PROBLEM DESCRIPTION:
Report how many lines of the listing below contain the string "image", with case taken into account, and give only the number.

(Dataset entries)
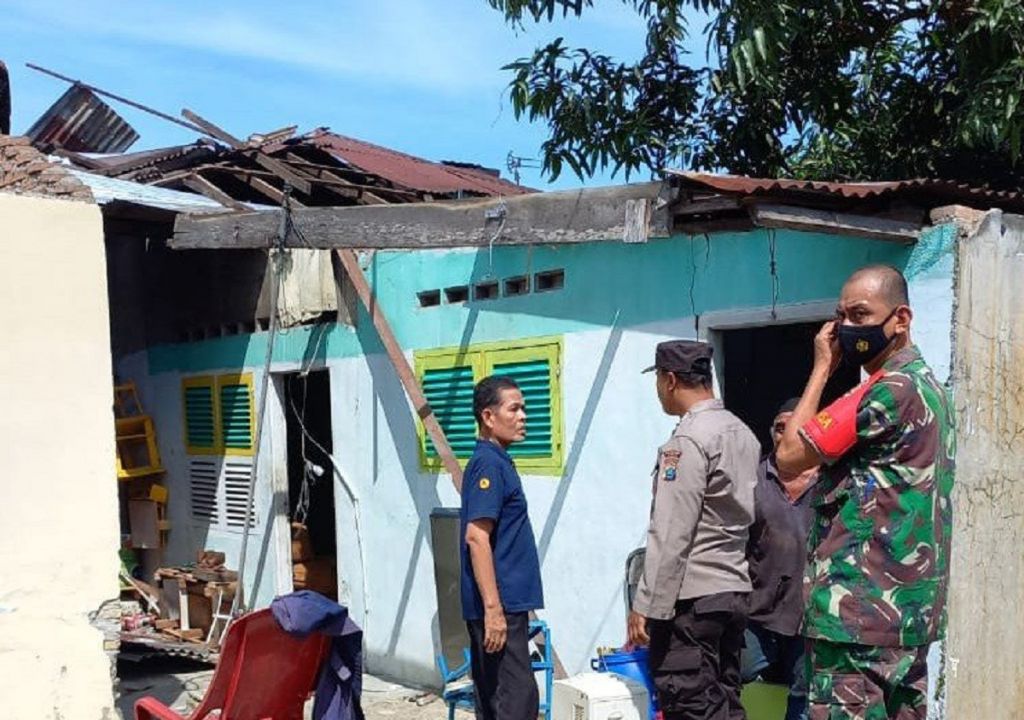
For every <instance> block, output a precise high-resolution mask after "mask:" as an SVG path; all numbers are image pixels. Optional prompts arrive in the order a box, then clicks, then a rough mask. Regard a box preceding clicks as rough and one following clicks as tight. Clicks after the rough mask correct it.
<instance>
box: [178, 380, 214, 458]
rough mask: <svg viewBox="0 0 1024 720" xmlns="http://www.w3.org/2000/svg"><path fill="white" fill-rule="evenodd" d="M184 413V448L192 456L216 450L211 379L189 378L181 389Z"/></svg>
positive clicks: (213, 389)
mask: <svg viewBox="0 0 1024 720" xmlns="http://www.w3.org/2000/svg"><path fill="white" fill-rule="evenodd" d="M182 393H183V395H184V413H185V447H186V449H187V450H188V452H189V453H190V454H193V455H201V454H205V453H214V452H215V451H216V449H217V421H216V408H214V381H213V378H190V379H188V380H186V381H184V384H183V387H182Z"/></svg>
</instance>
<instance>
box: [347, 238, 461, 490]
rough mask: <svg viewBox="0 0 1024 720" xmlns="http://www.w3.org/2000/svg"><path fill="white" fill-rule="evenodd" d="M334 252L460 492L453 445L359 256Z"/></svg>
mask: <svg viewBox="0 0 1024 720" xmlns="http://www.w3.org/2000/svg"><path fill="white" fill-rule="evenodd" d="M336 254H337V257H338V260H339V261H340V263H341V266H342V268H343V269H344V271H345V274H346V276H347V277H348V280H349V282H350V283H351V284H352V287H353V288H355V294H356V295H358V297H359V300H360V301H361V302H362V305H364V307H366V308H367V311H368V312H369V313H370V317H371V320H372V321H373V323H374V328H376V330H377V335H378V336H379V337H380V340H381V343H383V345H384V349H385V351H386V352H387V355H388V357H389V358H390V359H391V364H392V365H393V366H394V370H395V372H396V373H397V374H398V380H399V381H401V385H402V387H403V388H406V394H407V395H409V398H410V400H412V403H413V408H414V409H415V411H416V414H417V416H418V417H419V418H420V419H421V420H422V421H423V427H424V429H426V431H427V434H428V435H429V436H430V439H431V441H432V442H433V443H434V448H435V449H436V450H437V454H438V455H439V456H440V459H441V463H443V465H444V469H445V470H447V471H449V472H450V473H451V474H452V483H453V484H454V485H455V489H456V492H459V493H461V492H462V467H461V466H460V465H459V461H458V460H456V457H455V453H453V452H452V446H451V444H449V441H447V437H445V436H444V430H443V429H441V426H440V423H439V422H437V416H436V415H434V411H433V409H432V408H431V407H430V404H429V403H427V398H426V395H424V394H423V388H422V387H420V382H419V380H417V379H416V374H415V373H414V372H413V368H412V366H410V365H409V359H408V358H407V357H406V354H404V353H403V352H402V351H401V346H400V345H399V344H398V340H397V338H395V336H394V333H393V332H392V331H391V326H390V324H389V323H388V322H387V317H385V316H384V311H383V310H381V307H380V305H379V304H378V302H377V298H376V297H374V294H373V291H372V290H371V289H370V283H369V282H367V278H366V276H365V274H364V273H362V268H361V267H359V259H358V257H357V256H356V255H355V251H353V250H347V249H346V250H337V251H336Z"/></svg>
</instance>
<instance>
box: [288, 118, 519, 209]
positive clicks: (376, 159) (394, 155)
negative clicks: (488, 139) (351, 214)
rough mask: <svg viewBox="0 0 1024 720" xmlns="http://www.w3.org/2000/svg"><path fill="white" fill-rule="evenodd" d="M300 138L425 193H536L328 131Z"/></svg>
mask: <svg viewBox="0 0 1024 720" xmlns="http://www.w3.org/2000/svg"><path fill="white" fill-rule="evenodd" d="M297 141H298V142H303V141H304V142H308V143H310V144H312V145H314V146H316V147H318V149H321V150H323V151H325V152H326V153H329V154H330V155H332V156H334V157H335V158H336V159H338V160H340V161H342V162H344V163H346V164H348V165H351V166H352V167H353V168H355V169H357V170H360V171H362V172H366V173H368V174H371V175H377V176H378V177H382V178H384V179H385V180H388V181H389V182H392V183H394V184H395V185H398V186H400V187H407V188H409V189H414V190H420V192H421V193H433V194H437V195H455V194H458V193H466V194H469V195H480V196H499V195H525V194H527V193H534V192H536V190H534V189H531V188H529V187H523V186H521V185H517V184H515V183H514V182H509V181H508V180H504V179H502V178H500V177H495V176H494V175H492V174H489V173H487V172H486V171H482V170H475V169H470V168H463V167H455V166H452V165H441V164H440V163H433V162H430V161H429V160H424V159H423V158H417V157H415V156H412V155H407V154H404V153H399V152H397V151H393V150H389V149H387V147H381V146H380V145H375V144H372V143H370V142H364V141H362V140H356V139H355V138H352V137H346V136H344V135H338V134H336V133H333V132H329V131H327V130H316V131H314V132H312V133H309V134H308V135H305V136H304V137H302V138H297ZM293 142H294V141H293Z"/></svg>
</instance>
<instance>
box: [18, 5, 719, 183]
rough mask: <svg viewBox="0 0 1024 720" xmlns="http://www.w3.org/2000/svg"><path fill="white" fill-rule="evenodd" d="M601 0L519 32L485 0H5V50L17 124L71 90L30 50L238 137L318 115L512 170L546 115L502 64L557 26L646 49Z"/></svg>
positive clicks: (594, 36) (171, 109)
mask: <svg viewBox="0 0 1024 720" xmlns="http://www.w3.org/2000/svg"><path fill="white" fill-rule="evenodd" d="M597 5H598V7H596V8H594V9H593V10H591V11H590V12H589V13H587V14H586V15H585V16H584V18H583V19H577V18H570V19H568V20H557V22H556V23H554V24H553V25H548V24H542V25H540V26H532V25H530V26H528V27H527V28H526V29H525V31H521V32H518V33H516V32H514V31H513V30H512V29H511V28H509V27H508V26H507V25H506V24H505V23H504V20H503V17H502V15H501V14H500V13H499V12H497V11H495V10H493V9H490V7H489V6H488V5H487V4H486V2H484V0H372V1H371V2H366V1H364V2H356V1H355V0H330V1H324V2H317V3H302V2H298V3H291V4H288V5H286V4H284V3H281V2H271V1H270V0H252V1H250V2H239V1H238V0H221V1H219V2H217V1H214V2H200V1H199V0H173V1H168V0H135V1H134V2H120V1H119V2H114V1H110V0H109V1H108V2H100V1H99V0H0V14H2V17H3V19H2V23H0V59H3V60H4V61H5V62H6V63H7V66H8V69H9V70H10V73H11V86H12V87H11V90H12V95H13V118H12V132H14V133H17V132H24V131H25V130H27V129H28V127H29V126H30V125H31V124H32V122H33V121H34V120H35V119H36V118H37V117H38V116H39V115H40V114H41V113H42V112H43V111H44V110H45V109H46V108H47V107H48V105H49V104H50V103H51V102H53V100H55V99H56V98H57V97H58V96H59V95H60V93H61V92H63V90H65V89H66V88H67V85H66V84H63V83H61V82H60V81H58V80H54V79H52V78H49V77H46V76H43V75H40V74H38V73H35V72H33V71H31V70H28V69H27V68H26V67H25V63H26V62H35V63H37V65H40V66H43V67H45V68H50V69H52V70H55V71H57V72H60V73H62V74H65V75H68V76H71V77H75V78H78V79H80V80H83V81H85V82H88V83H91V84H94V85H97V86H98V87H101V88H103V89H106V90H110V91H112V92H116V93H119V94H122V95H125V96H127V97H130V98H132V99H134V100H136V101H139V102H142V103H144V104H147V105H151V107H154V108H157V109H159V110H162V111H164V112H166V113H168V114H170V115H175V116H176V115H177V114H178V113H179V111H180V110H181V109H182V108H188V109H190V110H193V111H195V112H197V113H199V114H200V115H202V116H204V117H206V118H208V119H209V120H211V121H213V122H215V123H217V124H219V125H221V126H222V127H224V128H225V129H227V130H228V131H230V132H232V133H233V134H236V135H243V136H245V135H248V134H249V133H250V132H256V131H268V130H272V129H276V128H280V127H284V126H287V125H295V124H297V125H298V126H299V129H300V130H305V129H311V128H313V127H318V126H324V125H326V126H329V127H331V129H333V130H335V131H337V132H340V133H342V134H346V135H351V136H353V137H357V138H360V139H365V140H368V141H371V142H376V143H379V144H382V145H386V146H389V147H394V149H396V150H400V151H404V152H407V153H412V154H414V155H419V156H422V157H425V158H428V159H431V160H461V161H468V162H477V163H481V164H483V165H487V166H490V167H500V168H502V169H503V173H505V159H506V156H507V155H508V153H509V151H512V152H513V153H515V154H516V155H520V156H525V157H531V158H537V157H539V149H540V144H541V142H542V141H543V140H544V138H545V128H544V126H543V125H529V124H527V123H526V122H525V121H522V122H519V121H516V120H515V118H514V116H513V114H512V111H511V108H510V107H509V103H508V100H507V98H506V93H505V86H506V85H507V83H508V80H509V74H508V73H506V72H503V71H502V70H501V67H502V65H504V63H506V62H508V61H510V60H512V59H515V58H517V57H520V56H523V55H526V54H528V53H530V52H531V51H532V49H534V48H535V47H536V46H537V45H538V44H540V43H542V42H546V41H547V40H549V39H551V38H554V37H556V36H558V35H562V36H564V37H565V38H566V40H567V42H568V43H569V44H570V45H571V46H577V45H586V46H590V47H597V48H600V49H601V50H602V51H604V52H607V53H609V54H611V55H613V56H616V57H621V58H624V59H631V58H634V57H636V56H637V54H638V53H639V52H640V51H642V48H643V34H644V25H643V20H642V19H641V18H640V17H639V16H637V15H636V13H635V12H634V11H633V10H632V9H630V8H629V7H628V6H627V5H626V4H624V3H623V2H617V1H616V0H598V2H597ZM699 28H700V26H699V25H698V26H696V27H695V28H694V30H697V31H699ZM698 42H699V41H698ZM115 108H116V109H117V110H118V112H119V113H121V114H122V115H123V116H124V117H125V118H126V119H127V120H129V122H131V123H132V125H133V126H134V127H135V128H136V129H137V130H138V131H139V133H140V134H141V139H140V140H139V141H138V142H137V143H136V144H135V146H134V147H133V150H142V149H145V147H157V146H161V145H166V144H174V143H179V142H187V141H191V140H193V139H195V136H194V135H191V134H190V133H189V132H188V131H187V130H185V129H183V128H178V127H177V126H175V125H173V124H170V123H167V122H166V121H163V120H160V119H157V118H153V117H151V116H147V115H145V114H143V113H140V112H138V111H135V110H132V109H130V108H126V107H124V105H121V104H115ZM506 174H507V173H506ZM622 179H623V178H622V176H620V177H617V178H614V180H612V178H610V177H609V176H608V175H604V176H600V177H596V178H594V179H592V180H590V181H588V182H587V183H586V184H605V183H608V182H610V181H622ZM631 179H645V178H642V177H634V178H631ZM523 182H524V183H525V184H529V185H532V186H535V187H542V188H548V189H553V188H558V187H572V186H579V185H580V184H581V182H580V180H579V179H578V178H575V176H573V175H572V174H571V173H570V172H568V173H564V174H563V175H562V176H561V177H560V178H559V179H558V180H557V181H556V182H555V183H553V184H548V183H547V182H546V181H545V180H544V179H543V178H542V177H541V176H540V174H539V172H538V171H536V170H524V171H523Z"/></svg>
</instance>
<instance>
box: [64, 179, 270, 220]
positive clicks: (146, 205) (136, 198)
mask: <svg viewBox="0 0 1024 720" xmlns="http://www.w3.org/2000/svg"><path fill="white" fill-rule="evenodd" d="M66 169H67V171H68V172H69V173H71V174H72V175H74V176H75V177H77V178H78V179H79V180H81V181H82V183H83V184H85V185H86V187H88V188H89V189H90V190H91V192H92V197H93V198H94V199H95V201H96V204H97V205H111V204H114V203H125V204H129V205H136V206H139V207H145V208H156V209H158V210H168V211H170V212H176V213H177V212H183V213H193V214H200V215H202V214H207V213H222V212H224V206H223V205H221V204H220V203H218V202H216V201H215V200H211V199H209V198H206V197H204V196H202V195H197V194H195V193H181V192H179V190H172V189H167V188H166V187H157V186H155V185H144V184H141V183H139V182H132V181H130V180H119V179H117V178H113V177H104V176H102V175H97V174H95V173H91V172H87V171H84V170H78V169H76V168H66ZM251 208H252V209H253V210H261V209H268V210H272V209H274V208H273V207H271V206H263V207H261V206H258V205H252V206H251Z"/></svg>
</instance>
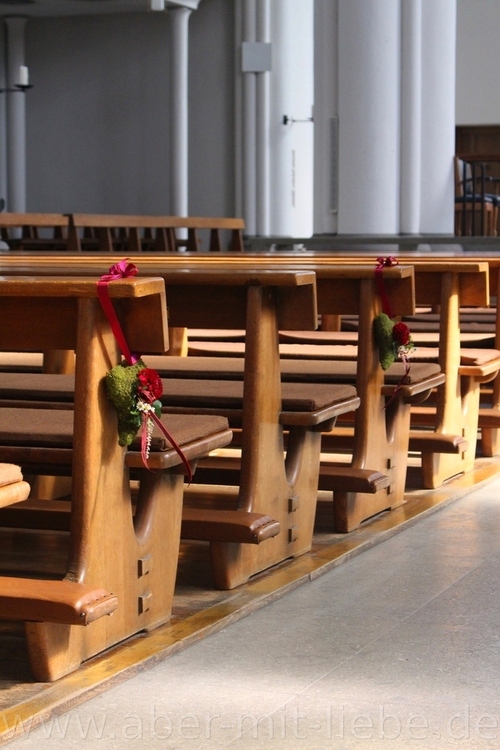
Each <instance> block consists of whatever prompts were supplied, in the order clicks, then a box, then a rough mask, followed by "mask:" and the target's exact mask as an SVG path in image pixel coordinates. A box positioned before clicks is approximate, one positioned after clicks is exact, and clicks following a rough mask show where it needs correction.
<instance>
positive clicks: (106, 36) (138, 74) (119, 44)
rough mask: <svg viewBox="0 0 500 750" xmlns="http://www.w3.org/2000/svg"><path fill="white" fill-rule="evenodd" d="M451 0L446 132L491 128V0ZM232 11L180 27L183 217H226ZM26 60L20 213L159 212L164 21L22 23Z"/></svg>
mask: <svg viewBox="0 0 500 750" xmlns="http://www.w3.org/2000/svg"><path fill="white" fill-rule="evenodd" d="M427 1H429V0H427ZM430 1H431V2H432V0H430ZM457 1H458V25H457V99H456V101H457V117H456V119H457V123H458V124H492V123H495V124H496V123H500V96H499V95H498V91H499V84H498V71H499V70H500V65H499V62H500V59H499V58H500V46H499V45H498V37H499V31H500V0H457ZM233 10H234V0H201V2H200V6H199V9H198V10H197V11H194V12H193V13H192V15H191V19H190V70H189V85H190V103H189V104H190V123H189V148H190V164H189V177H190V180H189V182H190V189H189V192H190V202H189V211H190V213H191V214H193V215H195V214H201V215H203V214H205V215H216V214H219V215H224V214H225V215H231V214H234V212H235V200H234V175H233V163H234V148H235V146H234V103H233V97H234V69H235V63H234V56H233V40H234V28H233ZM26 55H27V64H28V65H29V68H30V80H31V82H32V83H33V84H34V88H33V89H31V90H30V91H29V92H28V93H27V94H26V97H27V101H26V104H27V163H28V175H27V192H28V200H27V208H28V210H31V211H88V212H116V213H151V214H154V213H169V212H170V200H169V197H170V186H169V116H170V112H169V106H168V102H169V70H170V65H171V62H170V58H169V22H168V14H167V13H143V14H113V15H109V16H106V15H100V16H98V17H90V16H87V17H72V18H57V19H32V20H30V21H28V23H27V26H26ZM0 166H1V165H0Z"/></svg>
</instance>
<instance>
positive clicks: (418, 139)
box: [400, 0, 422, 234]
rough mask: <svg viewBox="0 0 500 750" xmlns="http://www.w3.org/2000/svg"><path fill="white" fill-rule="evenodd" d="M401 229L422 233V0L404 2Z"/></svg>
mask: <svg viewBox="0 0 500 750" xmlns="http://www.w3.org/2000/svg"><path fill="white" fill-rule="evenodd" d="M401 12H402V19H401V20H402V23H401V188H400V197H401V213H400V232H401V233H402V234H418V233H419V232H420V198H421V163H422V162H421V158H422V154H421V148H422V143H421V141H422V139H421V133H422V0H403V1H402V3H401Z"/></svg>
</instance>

WRITTEN RESPONSE:
2